**Referring expression pointing data**
◆ ◆ ◆ ◆ ◆ ◆ ◆

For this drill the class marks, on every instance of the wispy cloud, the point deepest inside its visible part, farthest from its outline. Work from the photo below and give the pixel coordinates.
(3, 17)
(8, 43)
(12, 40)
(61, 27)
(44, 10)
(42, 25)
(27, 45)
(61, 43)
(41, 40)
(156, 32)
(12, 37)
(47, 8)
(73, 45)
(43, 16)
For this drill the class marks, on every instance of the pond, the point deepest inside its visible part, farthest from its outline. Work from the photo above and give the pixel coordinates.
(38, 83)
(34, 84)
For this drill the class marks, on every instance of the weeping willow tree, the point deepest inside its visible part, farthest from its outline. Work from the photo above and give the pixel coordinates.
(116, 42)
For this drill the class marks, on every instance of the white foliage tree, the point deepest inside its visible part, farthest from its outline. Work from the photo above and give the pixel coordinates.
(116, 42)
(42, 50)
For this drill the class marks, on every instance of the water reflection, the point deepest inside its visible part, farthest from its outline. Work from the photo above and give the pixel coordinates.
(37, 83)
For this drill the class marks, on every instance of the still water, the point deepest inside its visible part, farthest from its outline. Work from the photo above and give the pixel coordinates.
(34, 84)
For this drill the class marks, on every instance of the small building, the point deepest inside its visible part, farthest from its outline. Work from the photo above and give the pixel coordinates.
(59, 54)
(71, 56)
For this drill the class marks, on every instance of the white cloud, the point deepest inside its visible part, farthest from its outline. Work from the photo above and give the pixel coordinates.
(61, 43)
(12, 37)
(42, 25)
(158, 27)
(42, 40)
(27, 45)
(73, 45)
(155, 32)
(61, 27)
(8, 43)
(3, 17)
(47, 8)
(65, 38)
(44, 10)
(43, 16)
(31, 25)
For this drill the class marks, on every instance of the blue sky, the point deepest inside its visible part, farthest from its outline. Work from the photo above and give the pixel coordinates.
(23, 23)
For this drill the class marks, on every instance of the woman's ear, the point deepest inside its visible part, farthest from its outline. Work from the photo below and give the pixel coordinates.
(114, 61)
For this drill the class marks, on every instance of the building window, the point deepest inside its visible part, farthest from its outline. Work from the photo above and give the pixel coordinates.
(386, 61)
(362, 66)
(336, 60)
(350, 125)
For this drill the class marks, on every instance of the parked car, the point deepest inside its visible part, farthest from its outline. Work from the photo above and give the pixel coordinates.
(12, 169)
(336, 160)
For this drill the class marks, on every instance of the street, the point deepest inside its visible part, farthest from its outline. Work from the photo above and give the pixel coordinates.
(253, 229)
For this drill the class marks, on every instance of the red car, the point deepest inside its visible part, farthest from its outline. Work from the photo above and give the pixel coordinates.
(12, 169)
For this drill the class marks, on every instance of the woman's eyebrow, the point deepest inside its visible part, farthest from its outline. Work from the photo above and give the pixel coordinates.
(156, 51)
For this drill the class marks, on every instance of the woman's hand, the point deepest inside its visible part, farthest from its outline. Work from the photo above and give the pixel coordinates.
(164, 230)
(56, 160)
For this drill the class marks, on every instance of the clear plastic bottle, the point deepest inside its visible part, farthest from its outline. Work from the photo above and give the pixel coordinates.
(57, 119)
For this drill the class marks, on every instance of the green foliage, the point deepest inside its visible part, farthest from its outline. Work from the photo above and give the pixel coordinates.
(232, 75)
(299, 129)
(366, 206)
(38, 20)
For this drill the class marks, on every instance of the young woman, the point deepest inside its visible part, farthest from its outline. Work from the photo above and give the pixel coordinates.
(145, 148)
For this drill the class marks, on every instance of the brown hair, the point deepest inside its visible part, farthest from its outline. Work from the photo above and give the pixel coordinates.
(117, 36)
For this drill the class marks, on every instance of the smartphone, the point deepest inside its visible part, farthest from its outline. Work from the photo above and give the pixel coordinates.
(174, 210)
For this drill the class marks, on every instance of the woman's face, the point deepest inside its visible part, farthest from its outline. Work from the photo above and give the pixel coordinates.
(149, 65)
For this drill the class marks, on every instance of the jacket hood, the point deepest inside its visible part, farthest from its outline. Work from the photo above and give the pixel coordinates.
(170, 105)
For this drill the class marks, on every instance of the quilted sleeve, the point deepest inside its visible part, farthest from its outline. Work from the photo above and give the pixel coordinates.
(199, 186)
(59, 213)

◆ ◆ ◆ ◆ ◆ ◆ ◆

**Task statement**
Beginning at the line that contains "of the quilted" and ending at the last line above, copy each line without any change.

**Response**
For this drill the class marks, on every instance of the quilted sleeve, the point deepest inside its visible part, farthest from its outline. Work from the photo above and give the pixel coordinates.
(199, 186)
(59, 213)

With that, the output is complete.